• _EXERCISE OBJECTIVE_
Each record that follows is to be duplicated exactly, though its pictures are not.

• _STORED DATA_

:::

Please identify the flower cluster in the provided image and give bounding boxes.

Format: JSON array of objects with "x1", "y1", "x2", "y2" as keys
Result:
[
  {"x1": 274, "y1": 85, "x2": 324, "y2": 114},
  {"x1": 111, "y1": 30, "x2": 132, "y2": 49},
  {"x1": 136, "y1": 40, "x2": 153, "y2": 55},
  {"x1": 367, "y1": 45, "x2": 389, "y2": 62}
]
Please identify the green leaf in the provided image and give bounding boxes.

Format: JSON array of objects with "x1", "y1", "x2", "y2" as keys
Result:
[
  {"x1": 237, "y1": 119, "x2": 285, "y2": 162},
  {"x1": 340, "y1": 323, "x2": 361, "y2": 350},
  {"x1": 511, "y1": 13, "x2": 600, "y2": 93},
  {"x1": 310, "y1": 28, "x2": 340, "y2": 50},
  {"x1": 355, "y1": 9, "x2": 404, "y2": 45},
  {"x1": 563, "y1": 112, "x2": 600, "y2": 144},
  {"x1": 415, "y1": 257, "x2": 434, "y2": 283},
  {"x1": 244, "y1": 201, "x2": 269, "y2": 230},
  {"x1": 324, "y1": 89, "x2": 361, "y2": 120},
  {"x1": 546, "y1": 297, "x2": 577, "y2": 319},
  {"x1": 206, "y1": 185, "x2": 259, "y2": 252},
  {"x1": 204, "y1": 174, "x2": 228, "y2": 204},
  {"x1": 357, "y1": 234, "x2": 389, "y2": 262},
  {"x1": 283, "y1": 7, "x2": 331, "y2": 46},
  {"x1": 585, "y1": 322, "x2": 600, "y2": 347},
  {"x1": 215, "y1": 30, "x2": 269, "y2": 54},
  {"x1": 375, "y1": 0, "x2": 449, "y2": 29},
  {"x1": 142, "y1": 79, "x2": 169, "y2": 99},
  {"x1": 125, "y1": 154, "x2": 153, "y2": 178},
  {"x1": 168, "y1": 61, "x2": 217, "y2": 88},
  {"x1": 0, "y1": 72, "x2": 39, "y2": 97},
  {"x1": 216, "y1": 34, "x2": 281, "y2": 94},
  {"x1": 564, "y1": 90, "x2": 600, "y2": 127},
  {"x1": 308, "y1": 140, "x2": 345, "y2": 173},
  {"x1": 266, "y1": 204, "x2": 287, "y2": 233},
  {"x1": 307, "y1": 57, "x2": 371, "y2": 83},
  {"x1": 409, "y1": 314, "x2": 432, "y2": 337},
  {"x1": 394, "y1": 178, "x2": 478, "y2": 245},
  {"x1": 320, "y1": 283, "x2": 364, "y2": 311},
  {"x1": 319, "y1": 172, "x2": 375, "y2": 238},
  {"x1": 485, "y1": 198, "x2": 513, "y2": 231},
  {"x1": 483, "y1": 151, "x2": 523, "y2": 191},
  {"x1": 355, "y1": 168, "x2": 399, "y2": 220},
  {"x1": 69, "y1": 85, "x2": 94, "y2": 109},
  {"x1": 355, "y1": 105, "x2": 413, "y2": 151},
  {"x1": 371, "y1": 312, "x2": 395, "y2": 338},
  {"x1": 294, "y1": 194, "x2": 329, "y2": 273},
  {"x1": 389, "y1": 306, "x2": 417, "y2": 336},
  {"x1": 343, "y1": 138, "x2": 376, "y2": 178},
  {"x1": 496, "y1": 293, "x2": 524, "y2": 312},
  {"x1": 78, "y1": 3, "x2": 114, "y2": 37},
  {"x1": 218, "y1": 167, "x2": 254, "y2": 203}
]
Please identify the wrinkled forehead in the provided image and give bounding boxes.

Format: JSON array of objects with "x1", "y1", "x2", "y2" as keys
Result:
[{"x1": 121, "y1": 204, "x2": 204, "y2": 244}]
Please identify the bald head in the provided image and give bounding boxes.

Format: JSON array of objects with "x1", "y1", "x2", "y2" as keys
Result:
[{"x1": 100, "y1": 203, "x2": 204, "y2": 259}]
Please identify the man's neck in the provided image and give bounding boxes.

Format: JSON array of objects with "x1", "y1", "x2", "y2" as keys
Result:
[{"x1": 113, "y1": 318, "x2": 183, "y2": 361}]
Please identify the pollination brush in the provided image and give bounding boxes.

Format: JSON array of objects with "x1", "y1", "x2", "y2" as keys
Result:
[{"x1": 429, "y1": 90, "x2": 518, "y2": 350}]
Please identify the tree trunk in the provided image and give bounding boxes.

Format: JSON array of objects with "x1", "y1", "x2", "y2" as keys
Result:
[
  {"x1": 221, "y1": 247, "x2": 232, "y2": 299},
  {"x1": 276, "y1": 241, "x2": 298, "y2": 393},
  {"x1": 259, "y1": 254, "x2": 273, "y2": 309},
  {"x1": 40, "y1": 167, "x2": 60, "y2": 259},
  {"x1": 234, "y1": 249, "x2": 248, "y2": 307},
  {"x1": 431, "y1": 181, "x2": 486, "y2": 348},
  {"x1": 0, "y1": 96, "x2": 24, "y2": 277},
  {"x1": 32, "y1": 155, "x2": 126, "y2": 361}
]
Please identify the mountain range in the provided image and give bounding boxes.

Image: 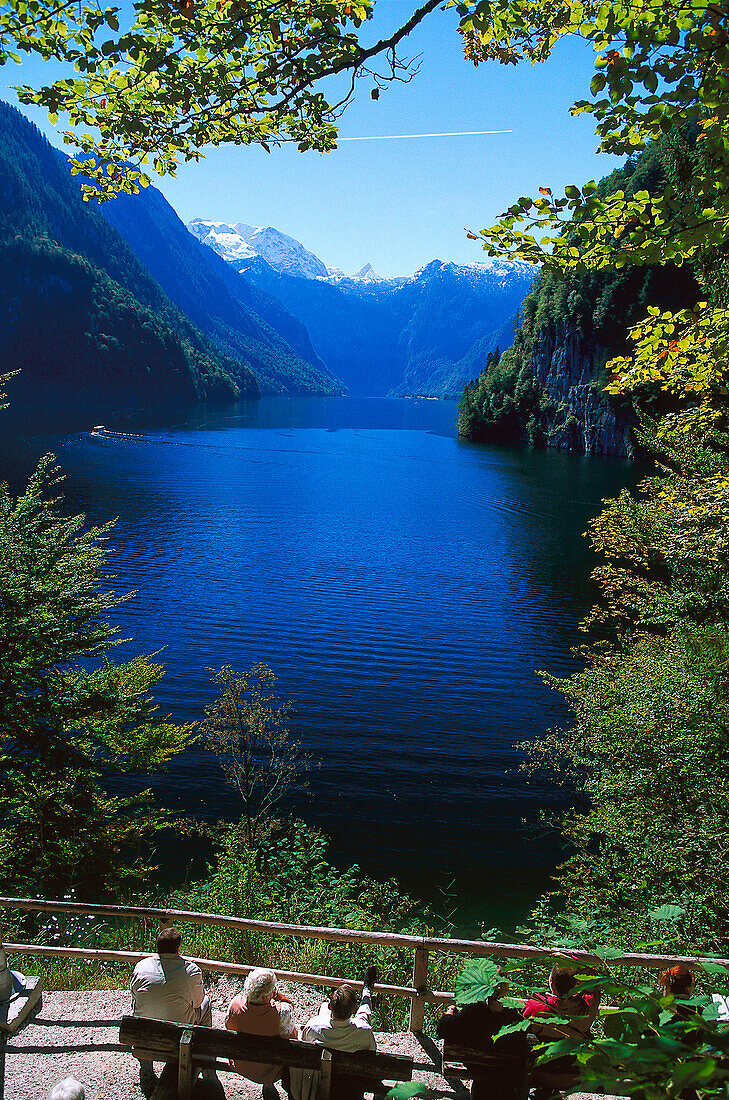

:::

• _TASK RESULT_
Please identify the flower cluster in the provided image and give bounding boxes.

Format: JSON array of objects with "x1", "y1", "x2", "y2" as keys
Result:
[
  {"x1": 274, "y1": 85, "x2": 324, "y2": 114},
  {"x1": 111, "y1": 30, "x2": 132, "y2": 49},
  {"x1": 136, "y1": 40, "x2": 153, "y2": 55},
  {"x1": 367, "y1": 45, "x2": 389, "y2": 62}
]
Please identify the green leaf in the provided image and give bounding boxes.

Format: JSON array of objects with "x1", "y1", "x2", "y2" as keys
Result:
[
  {"x1": 237, "y1": 119, "x2": 285, "y2": 162},
  {"x1": 340, "y1": 323, "x2": 361, "y2": 350},
  {"x1": 511, "y1": 13, "x2": 600, "y2": 93},
  {"x1": 310, "y1": 28, "x2": 340, "y2": 50},
  {"x1": 355, "y1": 9, "x2": 404, "y2": 45},
  {"x1": 563, "y1": 112, "x2": 600, "y2": 144},
  {"x1": 415, "y1": 257, "x2": 434, "y2": 283},
  {"x1": 244, "y1": 201, "x2": 269, "y2": 230},
  {"x1": 324, "y1": 89, "x2": 361, "y2": 120},
  {"x1": 546, "y1": 297, "x2": 577, "y2": 319},
  {"x1": 206, "y1": 185, "x2": 259, "y2": 252},
  {"x1": 204, "y1": 174, "x2": 228, "y2": 204},
  {"x1": 357, "y1": 234, "x2": 389, "y2": 262},
  {"x1": 283, "y1": 7, "x2": 331, "y2": 46},
  {"x1": 585, "y1": 322, "x2": 600, "y2": 347},
  {"x1": 215, "y1": 30, "x2": 269, "y2": 54},
  {"x1": 375, "y1": 0, "x2": 449, "y2": 29},
  {"x1": 142, "y1": 79, "x2": 169, "y2": 99},
  {"x1": 125, "y1": 154, "x2": 153, "y2": 178},
  {"x1": 168, "y1": 61, "x2": 217, "y2": 88},
  {"x1": 0, "y1": 72, "x2": 39, "y2": 97},
  {"x1": 216, "y1": 34, "x2": 281, "y2": 94},
  {"x1": 564, "y1": 90, "x2": 600, "y2": 127},
  {"x1": 308, "y1": 140, "x2": 345, "y2": 173},
  {"x1": 266, "y1": 204, "x2": 287, "y2": 233},
  {"x1": 307, "y1": 57, "x2": 371, "y2": 83},
  {"x1": 409, "y1": 314, "x2": 432, "y2": 337},
  {"x1": 394, "y1": 178, "x2": 478, "y2": 245},
  {"x1": 320, "y1": 283, "x2": 364, "y2": 311},
  {"x1": 319, "y1": 172, "x2": 375, "y2": 238},
  {"x1": 485, "y1": 198, "x2": 513, "y2": 231},
  {"x1": 483, "y1": 151, "x2": 523, "y2": 191},
  {"x1": 355, "y1": 168, "x2": 399, "y2": 220},
  {"x1": 69, "y1": 85, "x2": 94, "y2": 109},
  {"x1": 355, "y1": 105, "x2": 413, "y2": 151},
  {"x1": 371, "y1": 312, "x2": 395, "y2": 338},
  {"x1": 294, "y1": 194, "x2": 329, "y2": 273},
  {"x1": 389, "y1": 306, "x2": 417, "y2": 336},
  {"x1": 343, "y1": 138, "x2": 376, "y2": 178},
  {"x1": 496, "y1": 293, "x2": 524, "y2": 312},
  {"x1": 78, "y1": 3, "x2": 114, "y2": 37},
  {"x1": 218, "y1": 167, "x2": 254, "y2": 203}
]
Please identify the wrinkled forehead in the provided image and give bounding boxes.

Format: JSON array of objects with "x1", "y1", "x2", "y2" as keys
Result:
[{"x1": 121, "y1": 204, "x2": 204, "y2": 244}]
Please identify the bald head in the provided image and give bounding boxes.

Format: JSON array of objects with "x1", "y1", "x2", "y2" as keys
Result:
[{"x1": 100, "y1": 203, "x2": 204, "y2": 259}]
Please identify the man's neck in the provided image and give bounding boxes.

Format: JSON array of objects with "x1", "y1", "x2", "y2" as keys
Result:
[{"x1": 113, "y1": 318, "x2": 183, "y2": 361}]
Please identify the pollination brush in the provided image and give bounding boxes.

Format: JSON array of objects with "x1", "y1", "x2", "y2" as keys
Result:
[{"x1": 429, "y1": 90, "x2": 518, "y2": 350}]
Please identify the tree trunk in the provided image and give bounding boxes.

Format: JSON array of objects with "x1", "y1", "x2", "y2" as keys
Result:
[
  {"x1": 221, "y1": 247, "x2": 232, "y2": 299},
  {"x1": 276, "y1": 241, "x2": 298, "y2": 393},
  {"x1": 259, "y1": 254, "x2": 273, "y2": 309},
  {"x1": 40, "y1": 167, "x2": 60, "y2": 259},
  {"x1": 234, "y1": 249, "x2": 248, "y2": 307},
  {"x1": 431, "y1": 181, "x2": 486, "y2": 348},
  {"x1": 0, "y1": 96, "x2": 24, "y2": 277},
  {"x1": 32, "y1": 155, "x2": 126, "y2": 361}
]
Please identify the mountain range in the provided image and give bounding boxes.

Image: 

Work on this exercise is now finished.